In the entries, find all lines that hold the word "railing" and copy them.

Extracted records

####################

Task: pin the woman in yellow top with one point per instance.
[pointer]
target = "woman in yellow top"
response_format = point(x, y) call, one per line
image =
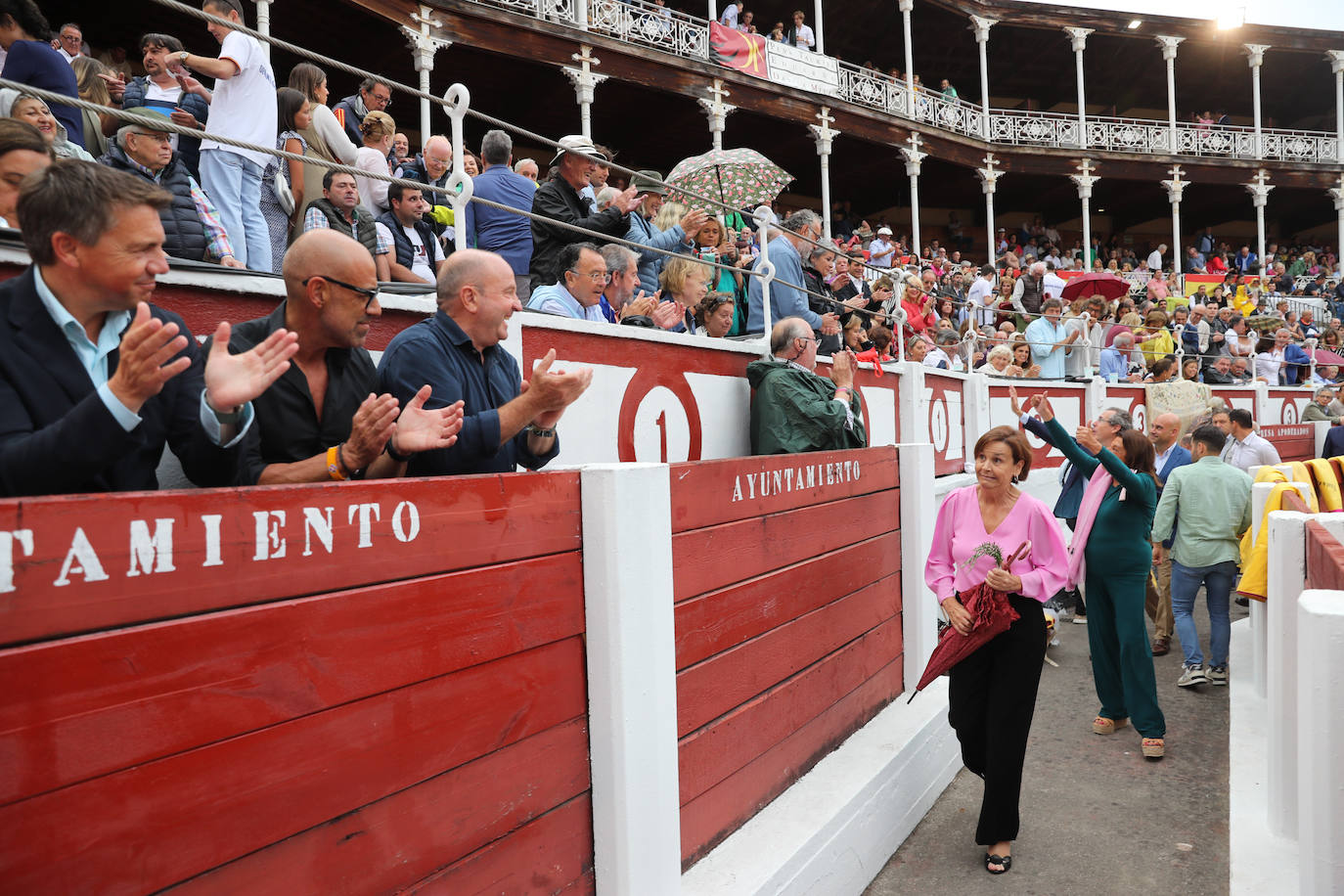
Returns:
point(1154, 338)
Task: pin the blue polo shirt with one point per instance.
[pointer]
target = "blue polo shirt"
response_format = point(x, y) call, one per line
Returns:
point(437, 351)
point(500, 231)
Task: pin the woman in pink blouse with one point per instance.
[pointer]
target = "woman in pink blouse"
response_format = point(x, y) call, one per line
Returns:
point(992, 694)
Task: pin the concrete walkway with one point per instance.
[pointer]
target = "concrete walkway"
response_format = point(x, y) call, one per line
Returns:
point(1096, 816)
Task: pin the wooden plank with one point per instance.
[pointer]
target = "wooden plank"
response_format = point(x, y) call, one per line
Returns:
point(552, 855)
point(94, 561)
point(83, 707)
point(776, 540)
point(714, 622)
point(708, 690)
point(722, 809)
point(154, 825)
point(714, 492)
point(714, 752)
point(412, 834)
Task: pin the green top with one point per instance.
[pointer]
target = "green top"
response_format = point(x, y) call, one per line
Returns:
point(1214, 503)
point(1118, 539)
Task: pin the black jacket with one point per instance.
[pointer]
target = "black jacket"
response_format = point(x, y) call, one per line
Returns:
point(560, 202)
point(57, 437)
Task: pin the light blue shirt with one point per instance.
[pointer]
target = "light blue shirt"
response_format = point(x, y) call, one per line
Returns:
point(786, 295)
point(557, 299)
point(1042, 336)
point(93, 357)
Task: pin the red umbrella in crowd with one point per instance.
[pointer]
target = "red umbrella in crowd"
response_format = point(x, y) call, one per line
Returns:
point(1105, 285)
point(989, 617)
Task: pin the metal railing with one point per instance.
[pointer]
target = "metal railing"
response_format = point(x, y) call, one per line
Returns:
point(689, 36)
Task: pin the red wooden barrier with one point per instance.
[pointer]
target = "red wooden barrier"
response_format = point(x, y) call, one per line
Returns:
point(787, 622)
point(1292, 442)
point(1324, 559)
point(417, 720)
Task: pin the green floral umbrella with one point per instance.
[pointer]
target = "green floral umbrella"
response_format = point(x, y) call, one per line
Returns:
point(737, 177)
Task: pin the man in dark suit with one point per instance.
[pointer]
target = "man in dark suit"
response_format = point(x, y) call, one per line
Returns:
point(1164, 432)
point(94, 381)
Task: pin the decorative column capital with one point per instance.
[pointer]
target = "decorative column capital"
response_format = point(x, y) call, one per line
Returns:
point(989, 175)
point(1085, 179)
point(1168, 45)
point(1258, 188)
point(424, 45)
point(824, 133)
point(1078, 36)
point(1175, 187)
point(913, 155)
point(981, 27)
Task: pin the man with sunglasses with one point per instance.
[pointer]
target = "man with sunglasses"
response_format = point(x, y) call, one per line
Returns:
point(578, 294)
point(322, 421)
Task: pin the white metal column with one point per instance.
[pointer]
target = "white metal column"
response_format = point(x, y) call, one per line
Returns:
point(823, 135)
point(988, 183)
point(1258, 188)
point(1175, 187)
point(1168, 46)
point(913, 160)
point(585, 81)
point(424, 46)
point(981, 28)
point(1256, 57)
point(717, 112)
point(1085, 179)
point(1078, 36)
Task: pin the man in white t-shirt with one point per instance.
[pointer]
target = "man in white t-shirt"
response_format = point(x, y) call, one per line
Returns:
point(417, 255)
point(244, 108)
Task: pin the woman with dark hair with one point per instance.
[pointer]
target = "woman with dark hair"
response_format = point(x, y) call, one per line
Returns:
point(324, 135)
point(291, 117)
point(29, 60)
point(992, 692)
point(1111, 554)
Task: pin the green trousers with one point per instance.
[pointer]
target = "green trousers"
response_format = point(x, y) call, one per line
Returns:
point(1122, 659)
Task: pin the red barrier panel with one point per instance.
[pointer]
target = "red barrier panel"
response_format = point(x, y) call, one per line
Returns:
point(424, 727)
point(1324, 559)
point(787, 622)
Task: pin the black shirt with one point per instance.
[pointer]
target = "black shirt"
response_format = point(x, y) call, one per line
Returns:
point(287, 427)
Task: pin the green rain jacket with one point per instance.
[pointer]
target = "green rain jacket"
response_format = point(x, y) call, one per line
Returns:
point(794, 410)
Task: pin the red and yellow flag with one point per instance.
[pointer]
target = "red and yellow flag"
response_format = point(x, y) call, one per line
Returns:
point(736, 50)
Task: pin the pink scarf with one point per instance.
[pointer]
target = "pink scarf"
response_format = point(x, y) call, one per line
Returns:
point(1097, 486)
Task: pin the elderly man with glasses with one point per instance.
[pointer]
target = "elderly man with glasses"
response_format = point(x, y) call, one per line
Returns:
point(578, 293)
point(193, 227)
point(322, 421)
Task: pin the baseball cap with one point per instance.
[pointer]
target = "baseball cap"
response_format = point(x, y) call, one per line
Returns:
point(575, 143)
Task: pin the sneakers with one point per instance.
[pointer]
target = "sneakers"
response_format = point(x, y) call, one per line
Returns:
point(1192, 676)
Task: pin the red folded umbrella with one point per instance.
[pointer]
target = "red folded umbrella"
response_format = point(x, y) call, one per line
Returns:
point(1105, 285)
point(991, 615)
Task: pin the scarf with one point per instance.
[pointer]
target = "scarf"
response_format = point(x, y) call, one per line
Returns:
point(1097, 486)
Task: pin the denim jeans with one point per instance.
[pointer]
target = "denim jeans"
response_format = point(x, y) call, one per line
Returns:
point(234, 184)
point(1218, 586)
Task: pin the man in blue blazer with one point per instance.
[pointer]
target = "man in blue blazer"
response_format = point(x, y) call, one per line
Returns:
point(94, 381)
point(1164, 432)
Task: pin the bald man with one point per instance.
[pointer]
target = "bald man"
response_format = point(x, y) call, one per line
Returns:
point(320, 420)
point(459, 353)
point(1164, 432)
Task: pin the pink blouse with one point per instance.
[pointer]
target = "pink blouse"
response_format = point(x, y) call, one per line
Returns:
point(960, 529)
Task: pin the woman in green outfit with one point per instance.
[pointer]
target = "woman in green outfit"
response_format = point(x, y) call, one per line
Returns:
point(1111, 553)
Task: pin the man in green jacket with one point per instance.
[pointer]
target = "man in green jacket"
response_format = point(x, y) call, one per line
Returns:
point(794, 410)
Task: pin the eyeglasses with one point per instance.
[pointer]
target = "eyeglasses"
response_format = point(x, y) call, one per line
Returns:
point(370, 294)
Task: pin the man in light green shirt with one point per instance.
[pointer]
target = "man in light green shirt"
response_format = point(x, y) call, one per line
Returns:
point(1213, 501)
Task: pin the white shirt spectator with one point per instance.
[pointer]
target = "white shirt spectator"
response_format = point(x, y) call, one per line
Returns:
point(244, 107)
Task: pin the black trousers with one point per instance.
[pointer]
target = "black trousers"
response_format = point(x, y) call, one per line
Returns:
point(992, 697)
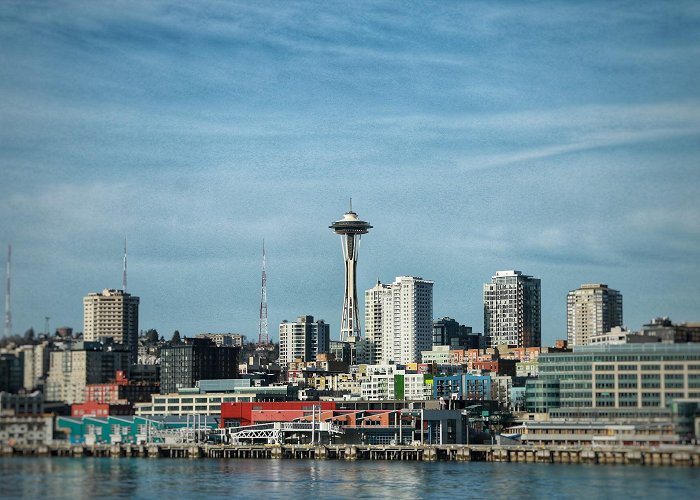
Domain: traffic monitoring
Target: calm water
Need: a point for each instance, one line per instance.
(78, 478)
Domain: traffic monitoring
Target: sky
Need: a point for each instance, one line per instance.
(561, 139)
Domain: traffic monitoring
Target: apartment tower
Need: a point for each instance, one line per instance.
(593, 309)
(512, 310)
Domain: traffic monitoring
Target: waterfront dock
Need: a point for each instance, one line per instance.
(619, 455)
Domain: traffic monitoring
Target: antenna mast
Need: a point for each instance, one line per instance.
(124, 270)
(263, 337)
(8, 312)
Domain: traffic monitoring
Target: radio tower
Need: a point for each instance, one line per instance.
(263, 338)
(8, 312)
(124, 270)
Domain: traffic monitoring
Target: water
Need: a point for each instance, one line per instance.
(78, 478)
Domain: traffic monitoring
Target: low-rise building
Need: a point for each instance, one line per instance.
(593, 433)
(26, 429)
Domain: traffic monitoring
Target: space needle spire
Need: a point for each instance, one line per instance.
(8, 311)
(263, 337)
(351, 229)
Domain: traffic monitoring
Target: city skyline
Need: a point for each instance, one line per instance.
(557, 139)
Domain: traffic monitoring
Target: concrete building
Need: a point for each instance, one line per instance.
(379, 325)
(399, 319)
(304, 340)
(512, 310)
(26, 429)
(112, 313)
(184, 365)
(664, 330)
(594, 433)
(591, 310)
(224, 339)
(83, 363)
(36, 365)
(382, 382)
(447, 331)
(630, 377)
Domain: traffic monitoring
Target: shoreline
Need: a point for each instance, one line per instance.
(684, 455)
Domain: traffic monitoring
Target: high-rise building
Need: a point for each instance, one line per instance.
(593, 309)
(447, 331)
(304, 339)
(512, 310)
(112, 313)
(398, 320)
(182, 366)
(79, 364)
(379, 324)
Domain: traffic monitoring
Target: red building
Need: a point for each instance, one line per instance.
(120, 391)
(246, 413)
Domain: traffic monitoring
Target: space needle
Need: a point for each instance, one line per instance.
(351, 229)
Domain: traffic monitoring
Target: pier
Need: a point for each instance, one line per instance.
(672, 456)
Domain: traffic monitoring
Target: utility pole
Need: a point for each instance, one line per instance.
(124, 269)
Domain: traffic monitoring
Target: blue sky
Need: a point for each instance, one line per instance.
(558, 138)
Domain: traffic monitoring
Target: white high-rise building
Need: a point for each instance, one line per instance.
(112, 313)
(398, 320)
(592, 310)
(512, 310)
(303, 339)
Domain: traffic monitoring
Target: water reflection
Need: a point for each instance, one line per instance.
(78, 478)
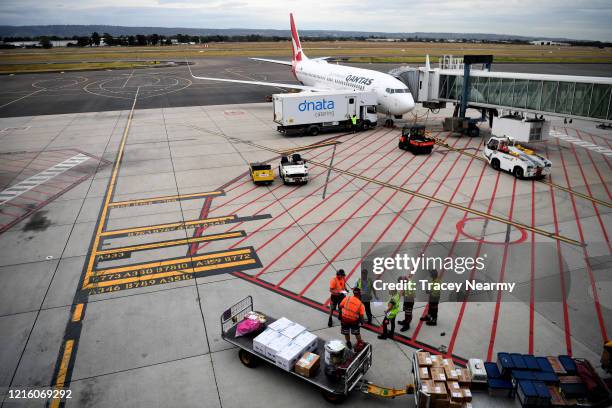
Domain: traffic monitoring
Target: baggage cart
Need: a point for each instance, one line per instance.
(332, 390)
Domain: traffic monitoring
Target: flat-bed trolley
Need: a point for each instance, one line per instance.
(332, 390)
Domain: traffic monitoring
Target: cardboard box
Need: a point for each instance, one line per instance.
(439, 390)
(437, 374)
(288, 356)
(424, 373)
(464, 377)
(262, 340)
(293, 330)
(423, 359)
(440, 403)
(467, 394)
(280, 324)
(436, 361)
(307, 340)
(427, 386)
(308, 364)
(451, 373)
(276, 346)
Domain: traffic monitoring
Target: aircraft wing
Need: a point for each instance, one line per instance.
(272, 61)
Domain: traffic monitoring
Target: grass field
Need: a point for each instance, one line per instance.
(356, 51)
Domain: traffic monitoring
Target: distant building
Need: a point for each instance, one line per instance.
(546, 42)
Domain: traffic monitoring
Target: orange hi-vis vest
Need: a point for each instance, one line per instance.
(337, 285)
(351, 308)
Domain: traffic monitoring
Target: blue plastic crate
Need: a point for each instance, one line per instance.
(492, 370)
(544, 364)
(531, 362)
(568, 364)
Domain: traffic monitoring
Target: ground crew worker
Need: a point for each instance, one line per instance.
(434, 299)
(337, 288)
(351, 316)
(408, 294)
(390, 313)
(366, 286)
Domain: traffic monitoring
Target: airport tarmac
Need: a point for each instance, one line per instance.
(137, 228)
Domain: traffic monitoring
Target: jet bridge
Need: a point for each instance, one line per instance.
(568, 96)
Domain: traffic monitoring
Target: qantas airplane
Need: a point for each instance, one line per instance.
(317, 74)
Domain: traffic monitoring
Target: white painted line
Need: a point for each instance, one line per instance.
(582, 143)
(36, 180)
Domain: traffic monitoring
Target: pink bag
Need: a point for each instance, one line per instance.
(247, 326)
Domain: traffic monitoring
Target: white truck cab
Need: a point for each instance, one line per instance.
(293, 170)
(504, 153)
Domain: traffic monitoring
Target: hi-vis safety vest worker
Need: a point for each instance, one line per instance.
(337, 284)
(395, 300)
(352, 309)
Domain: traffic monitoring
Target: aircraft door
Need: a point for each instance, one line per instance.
(352, 109)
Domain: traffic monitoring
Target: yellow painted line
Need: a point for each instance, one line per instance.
(301, 148)
(169, 262)
(548, 183)
(109, 192)
(169, 225)
(177, 242)
(163, 199)
(168, 274)
(61, 376)
(78, 313)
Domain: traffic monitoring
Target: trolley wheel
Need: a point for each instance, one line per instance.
(495, 164)
(333, 398)
(248, 359)
(518, 172)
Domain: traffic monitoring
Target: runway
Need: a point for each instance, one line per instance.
(98, 91)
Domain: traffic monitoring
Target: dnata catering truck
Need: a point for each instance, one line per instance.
(314, 112)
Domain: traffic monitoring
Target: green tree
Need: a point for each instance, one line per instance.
(46, 43)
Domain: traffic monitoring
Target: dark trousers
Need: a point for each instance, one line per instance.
(433, 310)
(368, 311)
(385, 323)
(408, 306)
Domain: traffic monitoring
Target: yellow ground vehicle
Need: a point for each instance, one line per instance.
(261, 173)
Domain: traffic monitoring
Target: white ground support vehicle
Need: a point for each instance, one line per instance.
(293, 169)
(504, 153)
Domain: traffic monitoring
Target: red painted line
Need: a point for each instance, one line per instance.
(295, 189)
(317, 248)
(501, 279)
(588, 187)
(329, 262)
(413, 224)
(588, 151)
(532, 285)
(453, 337)
(306, 197)
(598, 312)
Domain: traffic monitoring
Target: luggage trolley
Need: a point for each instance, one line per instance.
(333, 391)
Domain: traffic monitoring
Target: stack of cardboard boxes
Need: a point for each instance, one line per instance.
(447, 385)
(286, 342)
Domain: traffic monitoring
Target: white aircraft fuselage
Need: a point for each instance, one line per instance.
(393, 96)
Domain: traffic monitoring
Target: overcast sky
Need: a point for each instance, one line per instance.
(579, 19)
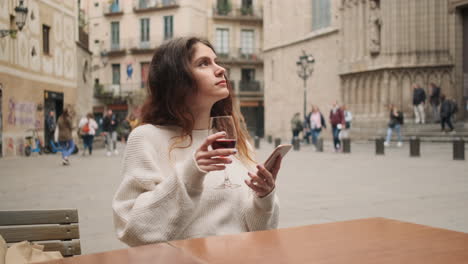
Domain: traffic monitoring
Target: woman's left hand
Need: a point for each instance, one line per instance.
(263, 182)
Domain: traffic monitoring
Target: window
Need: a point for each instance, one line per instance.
(247, 8)
(115, 35)
(115, 7)
(247, 42)
(144, 31)
(45, 39)
(168, 27)
(248, 75)
(222, 41)
(144, 74)
(115, 73)
(321, 14)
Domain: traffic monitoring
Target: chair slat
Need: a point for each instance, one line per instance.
(39, 232)
(33, 217)
(67, 248)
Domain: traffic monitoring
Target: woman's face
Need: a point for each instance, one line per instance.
(209, 77)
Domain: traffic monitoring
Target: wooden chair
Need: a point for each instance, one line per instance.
(57, 230)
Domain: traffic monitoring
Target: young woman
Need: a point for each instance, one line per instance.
(170, 172)
(396, 120)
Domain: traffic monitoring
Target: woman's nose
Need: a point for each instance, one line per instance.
(220, 71)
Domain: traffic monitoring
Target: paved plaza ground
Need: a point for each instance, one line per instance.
(313, 187)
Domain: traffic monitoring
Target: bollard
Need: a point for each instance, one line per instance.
(257, 142)
(319, 145)
(458, 149)
(346, 145)
(277, 142)
(296, 144)
(379, 146)
(415, 147)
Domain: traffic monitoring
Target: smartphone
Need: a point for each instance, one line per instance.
(281, 150)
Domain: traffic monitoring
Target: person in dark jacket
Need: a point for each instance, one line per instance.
(317, 122)
(109, 126)
(419, 101)
(65, 126)
(49, 129)
(434, 99)
(446, 111)
(337, 122)
(395, 123)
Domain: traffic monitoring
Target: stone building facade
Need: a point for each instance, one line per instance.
(125, 34)
(36, 75)
(290, 30)
(378, 50)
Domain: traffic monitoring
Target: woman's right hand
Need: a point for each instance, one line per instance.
(213, 160)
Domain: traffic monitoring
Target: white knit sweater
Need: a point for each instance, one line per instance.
(162, 198)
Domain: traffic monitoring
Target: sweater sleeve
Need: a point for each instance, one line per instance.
(151, 206)
(262, 213)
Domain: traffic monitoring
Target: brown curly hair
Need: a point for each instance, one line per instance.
(171, 82)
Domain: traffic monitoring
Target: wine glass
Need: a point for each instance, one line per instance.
(225, 124)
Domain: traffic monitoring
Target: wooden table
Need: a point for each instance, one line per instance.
(150, 254)
(374, 240)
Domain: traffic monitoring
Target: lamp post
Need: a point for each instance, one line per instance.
(21, 13)
(305, 68)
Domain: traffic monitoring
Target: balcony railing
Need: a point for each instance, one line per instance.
(116, 90)
(241, 55)
(112, 9)
(239, 12)
(153, 5)
(250, 86)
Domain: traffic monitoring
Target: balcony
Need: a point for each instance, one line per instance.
(137, 46)
(83, 38)
(115, 91)
(142, 6)
(241, 56)
(112, 9)
(244, 13)
(250, 89)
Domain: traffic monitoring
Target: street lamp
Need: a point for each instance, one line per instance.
(305, 67)
(20, 19)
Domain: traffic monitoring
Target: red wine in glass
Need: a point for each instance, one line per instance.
(224, 143)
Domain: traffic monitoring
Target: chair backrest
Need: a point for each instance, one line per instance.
(57, 230)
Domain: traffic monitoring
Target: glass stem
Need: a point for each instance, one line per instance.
(227, 182)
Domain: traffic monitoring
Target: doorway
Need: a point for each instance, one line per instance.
(1, 121)
(53, 101)
(464, 13)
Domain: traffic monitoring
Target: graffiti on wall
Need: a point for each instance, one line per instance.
(23, 114)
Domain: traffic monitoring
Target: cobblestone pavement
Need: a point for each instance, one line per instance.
(313, 187)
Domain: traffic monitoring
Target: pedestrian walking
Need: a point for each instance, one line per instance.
(317, 122)
(65, 136)
(87, 127)
(394, 124)
(348, 116)
(419, 101)
(296, 126)
(337, 122)
(49, 129)
(434, 99)
(446, 112)
(170, 173)
(109, 126)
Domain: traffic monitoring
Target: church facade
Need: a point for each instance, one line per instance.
(376, 51)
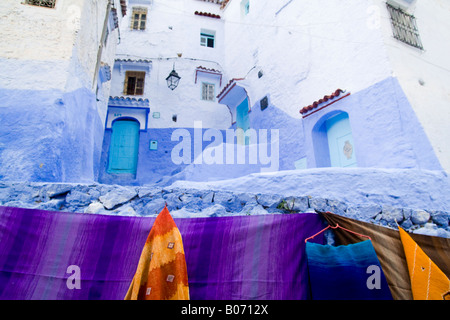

####################

- **Answer for the task**:
Task: pin the metal railing with one point per instance.
target = "metal railing"
Target: balcony railing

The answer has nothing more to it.